[Start]

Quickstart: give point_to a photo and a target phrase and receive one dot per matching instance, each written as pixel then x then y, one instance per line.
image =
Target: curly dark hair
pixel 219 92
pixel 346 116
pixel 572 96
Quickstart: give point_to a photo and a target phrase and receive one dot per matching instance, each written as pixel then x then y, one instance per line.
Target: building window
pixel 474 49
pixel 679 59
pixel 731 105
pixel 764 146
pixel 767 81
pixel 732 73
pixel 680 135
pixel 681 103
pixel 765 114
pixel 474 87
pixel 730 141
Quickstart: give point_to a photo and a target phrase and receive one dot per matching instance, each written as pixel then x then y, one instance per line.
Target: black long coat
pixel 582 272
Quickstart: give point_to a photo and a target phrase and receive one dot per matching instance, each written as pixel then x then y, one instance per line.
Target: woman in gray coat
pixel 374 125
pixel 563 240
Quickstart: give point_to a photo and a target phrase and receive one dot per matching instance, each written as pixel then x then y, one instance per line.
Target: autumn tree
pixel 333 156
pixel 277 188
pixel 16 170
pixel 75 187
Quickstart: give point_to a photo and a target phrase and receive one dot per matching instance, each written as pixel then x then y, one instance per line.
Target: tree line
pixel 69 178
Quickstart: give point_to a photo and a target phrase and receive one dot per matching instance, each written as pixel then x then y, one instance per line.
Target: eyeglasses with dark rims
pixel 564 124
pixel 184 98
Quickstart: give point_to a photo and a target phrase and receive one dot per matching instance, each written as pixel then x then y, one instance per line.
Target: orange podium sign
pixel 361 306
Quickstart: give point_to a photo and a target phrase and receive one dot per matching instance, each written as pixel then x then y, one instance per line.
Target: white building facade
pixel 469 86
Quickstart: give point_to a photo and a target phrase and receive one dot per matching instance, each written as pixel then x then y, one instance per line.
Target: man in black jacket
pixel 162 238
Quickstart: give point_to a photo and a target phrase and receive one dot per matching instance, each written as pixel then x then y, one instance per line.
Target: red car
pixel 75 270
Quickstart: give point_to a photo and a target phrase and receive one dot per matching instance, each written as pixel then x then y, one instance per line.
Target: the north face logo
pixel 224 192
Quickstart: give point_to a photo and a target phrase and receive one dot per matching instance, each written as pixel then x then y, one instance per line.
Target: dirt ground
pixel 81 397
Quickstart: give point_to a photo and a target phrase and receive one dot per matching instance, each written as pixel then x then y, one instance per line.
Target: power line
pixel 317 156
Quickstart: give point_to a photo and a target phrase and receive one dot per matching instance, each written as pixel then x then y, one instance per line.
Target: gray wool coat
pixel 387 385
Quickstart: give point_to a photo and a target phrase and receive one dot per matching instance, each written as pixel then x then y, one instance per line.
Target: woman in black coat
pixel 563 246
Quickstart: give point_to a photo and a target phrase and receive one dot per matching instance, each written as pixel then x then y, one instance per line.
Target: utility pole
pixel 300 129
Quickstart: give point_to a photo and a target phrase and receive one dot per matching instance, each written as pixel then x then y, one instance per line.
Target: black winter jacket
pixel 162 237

[End]

▶ **Stated problem**
Can you output every line from the very first one down to the line containing "pixel 69 178", with both of those included and each line reproduced character for character?

▶ **Task answer**
Quickstart: give point_to a photo and a target phrase and receive one dot per matching instance, each written as pixel then x then y, one instance per line.
image =
Target: curly dark hair
pixel 219 92
pixel 346 116
pixel 572 96
Quickstart: give point_to a photo and a target phrase and receive one dot per matching instance, each written as pixel then x then y, one instance per line.
Target: building window
pixel 474 49
pixel 679 59
pixel 731 105
pixel 764 146
pixel 767 81
pixel 732 73
pixel 680 135
pixel 681 103
pixel 765 114
pixel 474 87
pixel 730 141
Quickstart: give point_to a photo and a target phrase and receive one dot per matching instance, each written as pixel then x then y, one instance per line.
Target: black long coat
pixel 582 272
Quickstart: give point_to a photo and a target phrase and receive one dot per matching instance, each written as pixel then x then y, one instance per line.
Target: woman in gray coat
pixel 374 125
pixel 563 240
Quickstart: give point_to a photo and a target phrase and receive one dot per matching instance, each written as pixel then x then y, one instance per line.
Target: autumn tree
pixel 333 156
pixel 277 188
pixel 16 170
pixel 75 187
Quickstart: give point_to a photo and a target phrase and receive one dot per matching instance, each written as pixel then x then y, one instance per line.
Target: tree line
pixel 69 178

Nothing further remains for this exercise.